EXERCISE REQUIREMENTS
Please copy out every line of the listing below word for word.

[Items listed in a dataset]
(begin)

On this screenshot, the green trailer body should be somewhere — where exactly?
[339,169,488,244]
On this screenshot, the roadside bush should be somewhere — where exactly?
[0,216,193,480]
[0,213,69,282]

(end)

EXPECTED OUTPUT
On this screenshot, the green trailer body should be somewhere — where exactly?
[339,169,488,244]
On this screenshot, the roadside bush should be somewhere — where exactly?
[0,216,193,480]
[0,213,69,282]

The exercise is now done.